_Description of the task_
Repeat exactly the lines of the listing from the line containing "pin: calm water" through its last line, and nothing beyond them.

::::::::

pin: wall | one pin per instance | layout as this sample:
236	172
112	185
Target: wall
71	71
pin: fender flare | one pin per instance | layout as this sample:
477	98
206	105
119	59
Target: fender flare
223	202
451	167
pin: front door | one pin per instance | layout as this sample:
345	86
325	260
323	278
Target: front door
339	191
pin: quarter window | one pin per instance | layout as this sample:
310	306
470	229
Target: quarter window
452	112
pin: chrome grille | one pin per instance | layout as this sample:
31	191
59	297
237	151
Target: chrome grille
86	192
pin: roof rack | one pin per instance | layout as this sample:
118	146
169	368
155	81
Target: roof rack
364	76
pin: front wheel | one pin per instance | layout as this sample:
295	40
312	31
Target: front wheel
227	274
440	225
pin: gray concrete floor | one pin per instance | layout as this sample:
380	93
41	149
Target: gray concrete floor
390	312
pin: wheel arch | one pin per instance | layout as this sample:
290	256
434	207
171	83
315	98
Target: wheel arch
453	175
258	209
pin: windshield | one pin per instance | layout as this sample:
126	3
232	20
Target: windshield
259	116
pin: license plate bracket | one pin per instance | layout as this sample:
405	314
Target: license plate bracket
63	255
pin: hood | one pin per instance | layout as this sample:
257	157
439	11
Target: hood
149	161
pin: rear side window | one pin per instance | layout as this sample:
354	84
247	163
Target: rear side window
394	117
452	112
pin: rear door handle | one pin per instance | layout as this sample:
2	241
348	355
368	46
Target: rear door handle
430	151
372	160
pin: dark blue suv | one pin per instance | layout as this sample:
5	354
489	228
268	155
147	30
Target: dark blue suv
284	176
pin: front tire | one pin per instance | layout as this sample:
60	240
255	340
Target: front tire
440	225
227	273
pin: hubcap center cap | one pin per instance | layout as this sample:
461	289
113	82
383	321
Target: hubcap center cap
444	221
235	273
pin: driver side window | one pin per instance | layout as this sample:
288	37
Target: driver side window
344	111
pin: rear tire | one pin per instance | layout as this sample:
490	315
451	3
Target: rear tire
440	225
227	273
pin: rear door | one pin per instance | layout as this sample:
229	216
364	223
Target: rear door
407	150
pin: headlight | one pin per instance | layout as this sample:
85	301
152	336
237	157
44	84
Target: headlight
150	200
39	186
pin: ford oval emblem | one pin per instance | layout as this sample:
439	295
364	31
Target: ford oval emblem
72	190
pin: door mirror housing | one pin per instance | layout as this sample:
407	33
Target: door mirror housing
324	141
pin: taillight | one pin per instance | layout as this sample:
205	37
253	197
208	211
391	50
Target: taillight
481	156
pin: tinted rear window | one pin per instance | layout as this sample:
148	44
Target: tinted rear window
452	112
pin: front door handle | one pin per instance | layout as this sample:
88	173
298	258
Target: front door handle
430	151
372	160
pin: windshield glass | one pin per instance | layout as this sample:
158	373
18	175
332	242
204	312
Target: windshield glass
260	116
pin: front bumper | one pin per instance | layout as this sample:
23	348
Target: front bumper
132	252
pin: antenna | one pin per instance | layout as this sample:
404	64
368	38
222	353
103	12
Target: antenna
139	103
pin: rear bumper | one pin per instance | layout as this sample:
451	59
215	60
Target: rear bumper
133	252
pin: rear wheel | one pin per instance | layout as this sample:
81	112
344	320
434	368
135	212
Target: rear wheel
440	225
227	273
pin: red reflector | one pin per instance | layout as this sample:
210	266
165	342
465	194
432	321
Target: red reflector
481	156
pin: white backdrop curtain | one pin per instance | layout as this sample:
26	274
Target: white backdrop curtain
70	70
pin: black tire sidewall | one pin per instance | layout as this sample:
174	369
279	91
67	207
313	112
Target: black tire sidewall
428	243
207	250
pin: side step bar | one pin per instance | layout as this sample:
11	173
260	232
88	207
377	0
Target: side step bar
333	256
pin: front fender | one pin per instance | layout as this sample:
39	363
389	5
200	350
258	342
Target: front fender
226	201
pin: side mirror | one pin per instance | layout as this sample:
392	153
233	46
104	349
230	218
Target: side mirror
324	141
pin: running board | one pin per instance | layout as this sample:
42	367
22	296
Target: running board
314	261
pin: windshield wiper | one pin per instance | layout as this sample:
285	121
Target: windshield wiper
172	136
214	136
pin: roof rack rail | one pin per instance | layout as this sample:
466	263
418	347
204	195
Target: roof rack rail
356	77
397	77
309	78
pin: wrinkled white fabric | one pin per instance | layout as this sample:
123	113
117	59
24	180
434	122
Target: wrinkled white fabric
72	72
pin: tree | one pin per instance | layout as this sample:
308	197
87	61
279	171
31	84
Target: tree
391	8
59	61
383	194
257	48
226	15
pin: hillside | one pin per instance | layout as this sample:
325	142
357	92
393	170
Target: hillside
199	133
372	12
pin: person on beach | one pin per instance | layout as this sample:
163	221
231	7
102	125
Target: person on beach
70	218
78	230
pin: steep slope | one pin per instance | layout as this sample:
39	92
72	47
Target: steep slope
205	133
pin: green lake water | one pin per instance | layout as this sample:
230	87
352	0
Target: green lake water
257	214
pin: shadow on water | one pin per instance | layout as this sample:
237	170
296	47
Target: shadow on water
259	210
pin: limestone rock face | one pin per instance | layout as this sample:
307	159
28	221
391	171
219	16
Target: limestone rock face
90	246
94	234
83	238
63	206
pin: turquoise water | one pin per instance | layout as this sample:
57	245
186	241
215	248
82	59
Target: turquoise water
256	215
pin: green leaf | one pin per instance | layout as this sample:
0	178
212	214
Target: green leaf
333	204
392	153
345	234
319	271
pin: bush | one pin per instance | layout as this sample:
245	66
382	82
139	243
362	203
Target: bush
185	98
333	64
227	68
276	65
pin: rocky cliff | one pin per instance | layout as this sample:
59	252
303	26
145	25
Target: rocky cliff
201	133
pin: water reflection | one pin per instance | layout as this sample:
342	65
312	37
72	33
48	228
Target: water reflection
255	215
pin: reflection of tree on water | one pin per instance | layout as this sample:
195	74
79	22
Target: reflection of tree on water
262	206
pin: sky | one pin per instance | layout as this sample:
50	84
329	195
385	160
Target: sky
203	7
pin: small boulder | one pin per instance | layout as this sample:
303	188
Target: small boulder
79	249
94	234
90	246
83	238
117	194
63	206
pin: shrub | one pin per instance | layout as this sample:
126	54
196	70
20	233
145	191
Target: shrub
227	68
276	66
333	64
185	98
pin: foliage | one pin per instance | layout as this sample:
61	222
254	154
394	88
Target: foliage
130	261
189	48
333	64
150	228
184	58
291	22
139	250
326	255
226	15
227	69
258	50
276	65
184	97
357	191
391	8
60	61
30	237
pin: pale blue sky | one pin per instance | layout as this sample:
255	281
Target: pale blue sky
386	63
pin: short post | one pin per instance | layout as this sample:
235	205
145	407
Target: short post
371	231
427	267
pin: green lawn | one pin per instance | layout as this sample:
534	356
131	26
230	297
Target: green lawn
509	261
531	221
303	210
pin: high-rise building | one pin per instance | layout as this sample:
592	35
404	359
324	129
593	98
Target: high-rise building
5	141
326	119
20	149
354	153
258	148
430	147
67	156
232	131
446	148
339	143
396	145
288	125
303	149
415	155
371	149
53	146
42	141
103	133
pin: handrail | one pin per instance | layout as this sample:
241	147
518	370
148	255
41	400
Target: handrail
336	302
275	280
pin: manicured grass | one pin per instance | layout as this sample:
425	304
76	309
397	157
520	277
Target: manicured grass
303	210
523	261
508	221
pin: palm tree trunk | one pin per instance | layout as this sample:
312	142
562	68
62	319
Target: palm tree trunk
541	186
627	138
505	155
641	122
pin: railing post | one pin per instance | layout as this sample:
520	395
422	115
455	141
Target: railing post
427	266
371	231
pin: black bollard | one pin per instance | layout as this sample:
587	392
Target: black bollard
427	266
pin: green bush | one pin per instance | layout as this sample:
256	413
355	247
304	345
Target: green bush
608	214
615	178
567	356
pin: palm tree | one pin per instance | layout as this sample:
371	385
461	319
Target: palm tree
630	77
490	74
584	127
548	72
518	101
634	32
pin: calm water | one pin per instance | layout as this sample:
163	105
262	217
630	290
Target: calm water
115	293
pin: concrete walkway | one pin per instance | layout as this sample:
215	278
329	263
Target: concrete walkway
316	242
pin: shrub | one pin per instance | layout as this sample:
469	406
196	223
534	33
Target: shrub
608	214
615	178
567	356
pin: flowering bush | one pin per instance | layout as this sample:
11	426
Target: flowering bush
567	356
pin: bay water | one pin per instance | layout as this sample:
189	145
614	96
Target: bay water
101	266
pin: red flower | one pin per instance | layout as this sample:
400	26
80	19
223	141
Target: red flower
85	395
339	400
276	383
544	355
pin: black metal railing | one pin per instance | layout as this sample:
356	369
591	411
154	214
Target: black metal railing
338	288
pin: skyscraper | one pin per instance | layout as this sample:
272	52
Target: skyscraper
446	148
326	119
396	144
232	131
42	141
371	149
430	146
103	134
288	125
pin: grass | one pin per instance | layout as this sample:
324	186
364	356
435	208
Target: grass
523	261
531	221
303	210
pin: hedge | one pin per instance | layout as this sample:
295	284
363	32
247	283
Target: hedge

::::::::

_Problem solution_
pin: calm water | one pin per instance | layout as this sample:
163	105
262	217
630	290
Target: calm water
115	293
pin: concrete walkway | one pin per instance | layout as this sample:
215	278
329	263
Target: concrete walkway
316	242
pin: shrub | one pin per instance | layout as this sample:
469	406
196	223
534	33
Target: shrub
608	214
615	178
567	356
pin: flowering bush | one pin per instance | layout as this sample:
11	426
Target: flowering bush
567	356
pin: bay water | one pin per instance | layout as this sample:
189	145
614	96
Target: bay water
101	266
pin: red flower | one pin per instance | layout as this sample:
400	26
80	19
223	141
Target: red flower
85	395
339	400
276	383
544	355
pin: black metal railing | one pin per instance | layout as this sample:
356	369
591	411
154	214
Target: black metal railing
338	288
pin: skyscraper | one pin per instance | layout as this sample:
272	52
Target: skyscraper
446	148
326	119
396	144
232	131
42	141
371	149
430	146
103	134
288	125
pin: grass | one pin per instance | layout as this sample:
324	186
364	356
435	208
Target: grass
523	261
531	221
303	210
pin: hedge | one pin per instance | layout as this sample:
295	284
363	32
247	283
Target: hedge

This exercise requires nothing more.